*Texte retenu*:

Emmanuel Macron en Suisse pour confirmer le «réchauffement» bilatéral
Le président français se rend en Suisse en visite d’État, mercredi et jeudi. L’occasion de sceller la normalisation des relations, après quelques années de brouille.
Emmanuel Macron a attendu plus de six ans pour se rendre en Suisse en visite officielle. Manque d’intérêt pour son petit voisin? La dernière visite d’État d’un président français remonte à celle de François Hollande en 2015. «Une visite tous les huit ans, c’est tout à fait honorable», nuance François Nordmann, ancien ambassadeur de Suisse en France.
Mercredi à Berne, puis jeudi à l’Université de Lausanne et au CERN à Genève, Emmanuel Macron pourra parler sans arrière-pensée au président de la Confédération, Alain Berset. Ce qui aurait été difficile il y a deux ans, en plein refroidissement des relations franco-suisses.
La rupture par la Suisse des négociations sur un accord-cadre avec l’Union européenne et surtout la préférence de Berne pour les avions F-35 américains plutôt que les Rafale français ont contribué à dégrader les liens entre Berne et Paris.
«On sort d’une période de méfiance réciproque, pointe le politologue François Cherix. Les Français se sont sentis bernés dans l’affaire du Rafale, quand une partie du Conseil fédéral négociait encore avec Paris alors que l’autre avait déjà fait son choix américain. Il s’agit aujourd’hui de tourner la page.»
Ensemble dans la Communauté politique européenne
Ancien camarade d’études d’Emmanuel Macron, devenu député des Français de Suisse, Marc Ferracci se réjouit du «réchauffement» des relations franco-suisses. Un réchauffement attesté, ces dernières semaines, par plusieurs rencontres ministérielles. On a vu le ministre français de l’Intérieur, Gérald Darmanin, discuter immigration irrégulière avec son homologue suisse, Élisabeth Baume-Schneider, à Moillesulaz, près de Genève. Karin Keller-Sutter, chargée du département fédéral des Finances, s’entretenait le même jour avec le ministre Bruno Le Maire. Bref, le temps est à la normalisation.

*Consignes*:
1. Recopiez à l'identique les lignes des enregistrements, en partant de celle qui contient « Your task is to examine this image and locate blue » et en allant jusqu'à la fin des enregistrements, ces deux bornes comprises.
2. Poursuivez l'article sur la visite d'Emmanuel Macron en Suisse à partir de sa dernière phrase.
Le texte et les enregistrements forment deux ensembles indépendants.

*Matériel de travail*:
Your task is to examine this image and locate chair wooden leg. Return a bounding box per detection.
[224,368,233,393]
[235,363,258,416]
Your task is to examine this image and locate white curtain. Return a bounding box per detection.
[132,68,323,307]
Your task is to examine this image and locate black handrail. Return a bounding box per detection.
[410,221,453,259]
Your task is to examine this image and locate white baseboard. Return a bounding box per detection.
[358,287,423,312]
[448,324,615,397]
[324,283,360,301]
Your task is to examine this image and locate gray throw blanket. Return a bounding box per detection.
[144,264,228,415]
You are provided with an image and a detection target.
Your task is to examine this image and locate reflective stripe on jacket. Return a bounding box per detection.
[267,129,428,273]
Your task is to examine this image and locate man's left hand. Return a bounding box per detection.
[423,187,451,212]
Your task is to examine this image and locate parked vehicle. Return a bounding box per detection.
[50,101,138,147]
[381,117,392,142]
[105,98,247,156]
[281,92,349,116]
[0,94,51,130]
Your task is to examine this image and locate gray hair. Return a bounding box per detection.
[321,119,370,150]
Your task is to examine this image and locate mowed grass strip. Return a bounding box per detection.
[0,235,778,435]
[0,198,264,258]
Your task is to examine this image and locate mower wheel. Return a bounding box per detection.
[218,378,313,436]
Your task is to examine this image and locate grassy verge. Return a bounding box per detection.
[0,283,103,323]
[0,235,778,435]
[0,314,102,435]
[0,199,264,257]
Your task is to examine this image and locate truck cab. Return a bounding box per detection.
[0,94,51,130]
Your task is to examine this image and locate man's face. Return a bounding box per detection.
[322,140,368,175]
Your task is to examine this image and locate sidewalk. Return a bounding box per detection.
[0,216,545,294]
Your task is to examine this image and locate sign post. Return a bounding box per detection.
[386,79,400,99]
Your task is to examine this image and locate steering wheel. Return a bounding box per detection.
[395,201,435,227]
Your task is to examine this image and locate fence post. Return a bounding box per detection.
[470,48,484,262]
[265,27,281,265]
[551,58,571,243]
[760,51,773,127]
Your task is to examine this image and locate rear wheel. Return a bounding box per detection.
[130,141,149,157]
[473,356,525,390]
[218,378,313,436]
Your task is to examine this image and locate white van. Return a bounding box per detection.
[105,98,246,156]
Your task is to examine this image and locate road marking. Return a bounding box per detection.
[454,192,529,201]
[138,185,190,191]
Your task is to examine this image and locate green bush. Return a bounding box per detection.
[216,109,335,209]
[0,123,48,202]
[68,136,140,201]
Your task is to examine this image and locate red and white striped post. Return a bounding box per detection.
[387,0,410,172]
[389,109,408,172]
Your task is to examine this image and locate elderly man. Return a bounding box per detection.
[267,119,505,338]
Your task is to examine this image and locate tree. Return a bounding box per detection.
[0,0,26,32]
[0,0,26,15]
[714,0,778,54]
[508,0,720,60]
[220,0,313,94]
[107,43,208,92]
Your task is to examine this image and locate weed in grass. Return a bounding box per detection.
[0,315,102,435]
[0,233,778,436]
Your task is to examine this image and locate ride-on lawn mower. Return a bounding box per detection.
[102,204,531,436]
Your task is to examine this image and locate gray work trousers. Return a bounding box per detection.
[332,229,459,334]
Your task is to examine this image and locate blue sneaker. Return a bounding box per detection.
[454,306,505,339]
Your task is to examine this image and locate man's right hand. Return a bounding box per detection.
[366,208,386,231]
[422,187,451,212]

*Résultats obtenus*:
1.
Your task is to examine this image and locate blue sneaker. Return a bounding box per detection.
[454,306,505,339]
Your task is to examine this image and locate man's right hand. Return a bounding box per detection.
[366,208,386,231]
[422,187,451,212]

2.
Quand, après le déclenchement de la guerre en Ukraine, le président Macron a lancé la Communauté politique européenne (CPE), la Suisse s’est jointe à cette entité censée faire le lien entre l’Union européenne et les autres États du continent. Alain Berset et son collègue des Affaires étrangères Ignazio Cassis, ont même proposé que la Suisse accueille le sommet biannuel de la CPE, en 2025.
«Cet enthousiasme a contribué à accélérer le réchauffement bilatéral», confirme Marc Ferracci. Emmanuel Macron et Alain Berset en parleront certainement, jeudi à l’Université de Lausanne. Ils évoqueront aussi dans leurs discussions la relance des négociations avec Bruxelles. L’annonce, faite la semaine dernière par le Conseil fédéral, d’un mandat de négociation avant la fin de l’année est «positive», note Marc Ferracci.
Le programme de recherche Horizon Europe intéresse particulièrement la Suisse. Paris résiste pour l’heure à accueillir Berne dans Horizon sans que soit réglé le dossier des bilatérales. «La position française n’est pas bloquante, estime Marc Ferracci. Mais l’accord entre l’UE et la Suisse ne peut être que global. Négocier sur Horizon sans parler de la mobilité des biens et services, c’est compliqué.»
Macron inspiré par la démocratie suisse?
Marc Ferracci connaît désormais bien la Suisse, il vient chaque semaine ou presque dans «sa» circonscription. En 2017, son ami Emmanuel Macron à peine élu à l’Élysée, Marc Ferracci accompagne alors la ministre du Travail, Muriel Pénicaud à Berne, puis au centre de formation de l’entreprise Bobst, dans le canton de Vaud. Objectif: s’inspirer du système suisse de l’apprentissage pour améliorer le système français et réduire ainsi le chômage des jeunes. Depuis, le nombre de contrats d’apprentissage a bondi de 300’000 à plus de 800’000 l’an dernier.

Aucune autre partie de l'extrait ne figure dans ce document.